Hasta el último día de nuestra vida nos estará esperando.
La misericordia de Dios, sin embargo, no se puede tomar a broma. Ella nace en el
conocimiento que Dios tiene de nuestra fragilidad, de nuestra pequeñez, de nuestra
condición humana, y, sobre todo, del amor que nos profesa, pues “El quiere que todos se
salven y lleguen al conocimiento de la verdad”. La misericordia divina no puede, en
cambio, ser el tópico al que recurrimos frecuentemente para justificar sin más una
conducta poco acorde con nuestra realidad de católicos y de seres humanos, o para
permitirnos atentar contra la paciencia divina por medio de nuestra presunción.
A espaldas de la pecadora sólo hay una realidad: el pecado. En su horizonte sólo una
promesa: la tristeza, la desesperación, el vacío. Pero en su presente se hace realidad
Cristo, el rostro humano de Dios. Ella nos va enseñar cómo actúa Dios cuando el ser
humano se le presta.

[Material proporcionado]
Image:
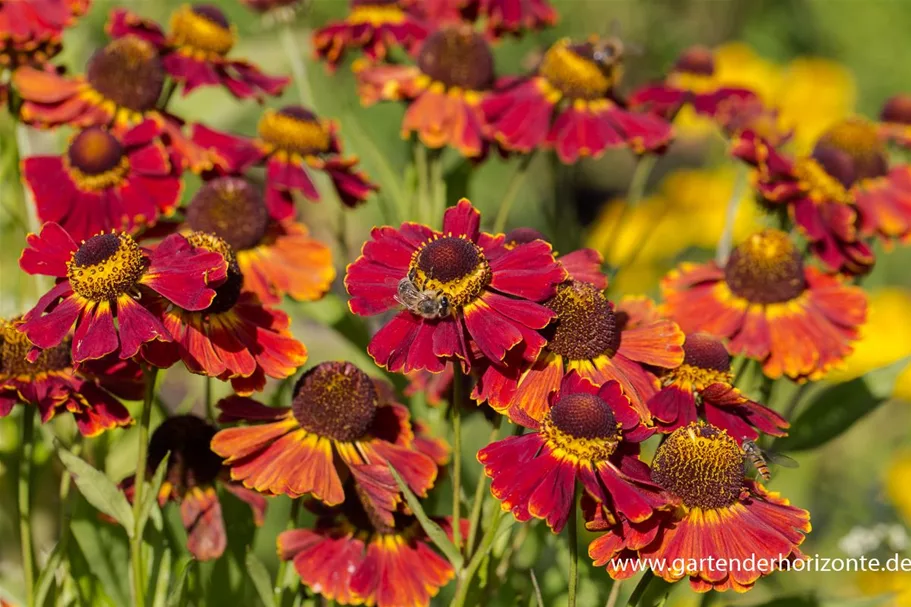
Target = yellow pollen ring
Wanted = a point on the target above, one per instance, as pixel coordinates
(460, 291)
(305, 137)
(375, 15)
(107, 275)
(577, 449)
(189, 29)
(819, 184)
(690, 377)
(575, 76)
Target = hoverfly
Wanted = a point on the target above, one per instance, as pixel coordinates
(760, 459)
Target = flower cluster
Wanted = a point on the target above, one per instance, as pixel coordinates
(169, 243)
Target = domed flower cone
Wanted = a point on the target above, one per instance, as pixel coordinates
(795, 320)
(109, 276)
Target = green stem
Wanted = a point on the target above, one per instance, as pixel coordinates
(458, 388)
(512, 192)
(280, 582)
(421, 206)
(573, 556)
(486, 542)
(727, 236)
(150, 375)
(298, 66)
(478, 505)
(25, 517)
(210, 405)
(640, 589)
(637, 184)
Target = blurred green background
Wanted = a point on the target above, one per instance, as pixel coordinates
(817, 59)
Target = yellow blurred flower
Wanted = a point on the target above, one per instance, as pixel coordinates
(809, 93)
(885, 339)
(688, 211)
(879, 583)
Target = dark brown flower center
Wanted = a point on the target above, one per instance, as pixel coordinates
(585, 71)
(586, 326)
(15, 346)
(697, 60)
(897, 109)
(459, 58)
(706, 352)
(228, 292)
(106, 266)
(192, 462)
(129, 72)
(336, 400)
(850, 151)
(96, 159)
(202, 27)
(583, 426)
(453, 266)
(766, 268)
(232, 209)
(701, 465)
(295, 130)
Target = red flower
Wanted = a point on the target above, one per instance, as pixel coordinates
(721, 515)
(121, 87)
(337, 424)
(195, 50)
(275, 257)
(499, 16)
(235, 338)
(690, 82)
(569, 105)
(703, 384)
(51, 383)
(796, 321)
(109, 276)
(350, 558)
(374, 26)
(444, 90)
(814, 191)
(589, 435)
(31, 30)
(193, 474)
(475, 301)
(106, 180)
(290, 141)
(597, 341)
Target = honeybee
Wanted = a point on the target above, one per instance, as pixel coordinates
(760, 459)
(426, 303)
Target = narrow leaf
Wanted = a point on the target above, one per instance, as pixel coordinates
(47, 576)
(150, 494)
(161, 584)
(836, 408)
(433, 531)
(261, 580)
(176, 598)
(98, 489)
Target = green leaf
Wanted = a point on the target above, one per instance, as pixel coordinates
(98, 489)
(164, 575)
(177, 596)
(433, 531)
(150, 494)
(261, 580)
(46, 578)
(837, 407)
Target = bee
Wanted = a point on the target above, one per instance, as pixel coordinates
(760, 459)
(426, 303)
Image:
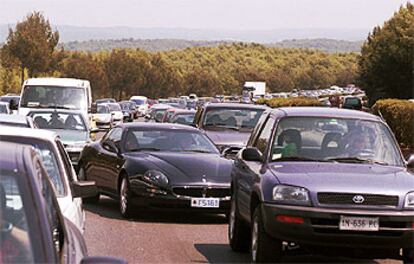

[Trabajo pendiente]
Continúa el texto sobre la misericordia de Dios justo después de su última oración.

[La respuesta]
La mujer reconoce ante todo que es una pecadora. Esas lágrimas que derrama son
realmente sinceras y demuestra todo el dolor que aquella mujer experimentaba tras una
vida de pecado, alejada de Dios, vacía. Hay lágrimas físicas y también morales. Todas
sirven para reconocer que nos duele ofender a Dios, vivir alejados de Él. A ella no le
importaba el comentario de los demás. Quería resarcir su vida, y había encontrado en
aquel hombre la posibilidad de la vuelta a un Dios de amor, de perdón, de misericordia.
Por eso está ahí, haciendo lo más difícil: reconocerse infeliz y necesitada de perdón.
Cristo, que lee el pensamiento, como lo demostró al hablar con Simón el fariseo, toca en
el corazón de aquella mujer todo el dolor de sus pecados por un lado, y todo el amor que
quiere salir de ella, por otro. Todo está así preparado para el re-encuentro con Dios. Se
pone decididamente de su parte. Reconoce que ella ha pecado mucho (debía quinientos
denarios). Pero también afirma que el amor es mucho mayor que el mismo pecado. “Le
quedan perdonados sus muchos pecados, porque ha mostrado mucho amor”. Se realiza
así aquella promesa divina: “Dónde abundó el pecado, sobreabundó la misericordia”. El
corazón de aquella mujer queda trasformado por el amor de Dios. Es una criatura nueva,
salvada, limpia, pura.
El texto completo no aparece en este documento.